Convert everything from the line containing "# Target: wristband on arm" down to the final line of the entries into a numbered list, dropping any blank lines.

* _RECORDS PROVIDED_
[BEGIN]
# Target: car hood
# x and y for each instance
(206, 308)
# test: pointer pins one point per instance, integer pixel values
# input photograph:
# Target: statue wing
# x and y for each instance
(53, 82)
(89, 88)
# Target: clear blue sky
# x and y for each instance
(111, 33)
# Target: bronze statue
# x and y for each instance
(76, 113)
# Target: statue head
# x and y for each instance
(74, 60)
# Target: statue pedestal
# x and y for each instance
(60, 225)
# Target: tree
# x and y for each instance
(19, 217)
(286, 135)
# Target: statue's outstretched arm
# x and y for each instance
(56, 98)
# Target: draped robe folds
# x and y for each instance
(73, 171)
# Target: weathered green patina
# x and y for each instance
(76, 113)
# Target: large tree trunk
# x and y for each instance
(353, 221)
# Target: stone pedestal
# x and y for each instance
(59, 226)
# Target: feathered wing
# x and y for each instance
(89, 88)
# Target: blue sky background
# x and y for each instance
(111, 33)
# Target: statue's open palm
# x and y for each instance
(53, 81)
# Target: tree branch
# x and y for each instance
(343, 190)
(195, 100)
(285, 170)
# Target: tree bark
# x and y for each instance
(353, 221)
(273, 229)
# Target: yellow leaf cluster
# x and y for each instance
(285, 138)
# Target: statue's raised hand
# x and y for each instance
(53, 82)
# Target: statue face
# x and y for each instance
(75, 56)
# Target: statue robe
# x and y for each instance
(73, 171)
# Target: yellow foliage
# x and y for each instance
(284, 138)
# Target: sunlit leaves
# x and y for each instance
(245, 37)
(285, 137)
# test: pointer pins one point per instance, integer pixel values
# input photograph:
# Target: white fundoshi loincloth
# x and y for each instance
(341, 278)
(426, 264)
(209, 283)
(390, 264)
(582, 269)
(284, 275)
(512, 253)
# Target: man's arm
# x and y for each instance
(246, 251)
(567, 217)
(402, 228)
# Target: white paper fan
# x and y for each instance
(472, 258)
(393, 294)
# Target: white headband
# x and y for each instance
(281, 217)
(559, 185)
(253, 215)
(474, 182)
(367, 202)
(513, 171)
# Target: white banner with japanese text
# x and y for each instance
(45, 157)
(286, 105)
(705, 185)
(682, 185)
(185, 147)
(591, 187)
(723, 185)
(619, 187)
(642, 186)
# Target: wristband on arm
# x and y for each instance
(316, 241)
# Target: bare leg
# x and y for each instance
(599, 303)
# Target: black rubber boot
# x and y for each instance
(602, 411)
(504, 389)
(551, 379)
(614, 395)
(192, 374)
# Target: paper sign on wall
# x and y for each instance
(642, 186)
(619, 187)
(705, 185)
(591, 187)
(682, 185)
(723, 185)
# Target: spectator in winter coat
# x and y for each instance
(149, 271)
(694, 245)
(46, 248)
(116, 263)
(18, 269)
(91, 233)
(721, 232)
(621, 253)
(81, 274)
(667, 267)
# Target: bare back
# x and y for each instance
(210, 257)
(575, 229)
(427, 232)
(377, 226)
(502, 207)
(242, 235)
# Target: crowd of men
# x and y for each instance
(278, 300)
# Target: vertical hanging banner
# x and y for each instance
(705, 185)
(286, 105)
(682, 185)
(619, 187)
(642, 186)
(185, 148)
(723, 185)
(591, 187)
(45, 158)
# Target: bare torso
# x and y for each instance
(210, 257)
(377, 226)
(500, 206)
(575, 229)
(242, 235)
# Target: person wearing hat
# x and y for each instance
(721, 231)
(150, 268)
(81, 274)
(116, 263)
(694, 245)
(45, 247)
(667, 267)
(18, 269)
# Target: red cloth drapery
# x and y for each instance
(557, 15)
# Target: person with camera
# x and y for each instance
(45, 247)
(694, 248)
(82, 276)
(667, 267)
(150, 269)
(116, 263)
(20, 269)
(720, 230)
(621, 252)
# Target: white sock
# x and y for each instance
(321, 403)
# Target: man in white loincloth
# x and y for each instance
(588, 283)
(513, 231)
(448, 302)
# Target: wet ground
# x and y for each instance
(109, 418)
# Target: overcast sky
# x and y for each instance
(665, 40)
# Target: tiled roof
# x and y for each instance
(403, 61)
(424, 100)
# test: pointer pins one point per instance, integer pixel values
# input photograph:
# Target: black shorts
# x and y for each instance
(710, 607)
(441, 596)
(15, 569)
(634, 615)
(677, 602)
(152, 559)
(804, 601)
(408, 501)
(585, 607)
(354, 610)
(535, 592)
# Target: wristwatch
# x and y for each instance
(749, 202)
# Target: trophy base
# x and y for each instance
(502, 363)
[END]
* _SOLUTION TO THIS EXERCISE_
1. # Target: wristband on arm
2. # x and y for each instance
3. (316, 241)
4. # Target: bare leg
5. # x and y for each instance
6. (599, 303)
7. # Target: black rubber boot
8. # x and y for each instance
9. (602, 411)
10. (504, 389)
11. (551, 379)
12. (614, 395)
13. (192, 374)
14. # Target: paper sign on wall
15. # x and y for each instance
16. (642, 186)
17. (619, 187)
18. (705, 185)
19. (591, 187)
20. (682, 185)
21. (723, 185)
22. # Target: spectator in winter coat
23. # x and y for each instance
24. (149, 271)
25. (694, 245)
26. (46, 248)
27. (116, 263)
28. (18, 269)
29. (91, 233)
30. (721, 232)
31. (621, 253)
32. (81, 274)
33. (667, 267)
34. # Target: bare back
35. # x and y for each instance
36. (210, 257)
37. (575, 229)
38. (427, 232)
39. (377, 226)
40. (502, 207)
41. (242, 235)
42. # Target: crowd of men
43. # x and y for each instance
44. (278, 300)
45. # Target: vertical hanging banner
46. # x and y for each instance
47. (705, 185)
48. (286, 105)
49. (682, 185)
50. (619, 187)
51. (642, 186)
52. (185, 148)
53. (723, 185)
54. (591, 187)
55. (45, 158)
56. # Target: bare torso
57. # x and y for each instance
58. (210, 257)
59. (377, 226)
60. (500, 206)
61. (575, 229)
62. (242, 235)
63. # Target: person wearing hat
64. # x and y for each instance
65. (721, 231)
66. (150, 268)
67. (81, 274)
68. (116, 263)
69. (694, 245)
70. (45, 247)
71. (667, 267)
72. (18, 269)
73. # Target: red cloth drapery
74. # x and y for each instance
75. (557, 15)
76. # Target: person with camera
77. # x and y for each instance
78. (45, 247)
79. (694, 248)
80. (82, 276)
81. (667, 267)
82. (150, 269)
83. (116, 263)
84. (20, 269)
85. (720, 230)
86. (621, 252)
87. # Target: white sock
88. # x and y for each instance
89. (321, 403)
90. # Target: man in white loincloth
91. # x and y for each instance
92. (588, 283)
93. (513, 231)
94. (448, 302)
95. # Target: wet ground
96. # x and y for each instance
97. (109, 418)
98. # Target: overcast sky
99. # x and y for each instance
100. (665, 40)
101. # Target: tiled roof
102. # x and y for each instance
103. (403, 61)
104. (424, 100)
105. # test: pointer pins one point per instance, integer pixel values
106. # input photograph:
107. # Target: black shorts
108. # x and y for each instance
109. (710, 607)
110. (441, 596)
111. (15, 569)
112. (634, 615)
113. (677, 602)
114. (152, 559)
115. (804, 601)
116. (408, 501)
117. (585, 607)
118. (354, 610)
119. (535, 592)
120. # Target: wristwatch
121. # x and y for each instance
122. (749, 202)
123. # Target: trophy base
124. # x and y for each instance
125. (502, 363)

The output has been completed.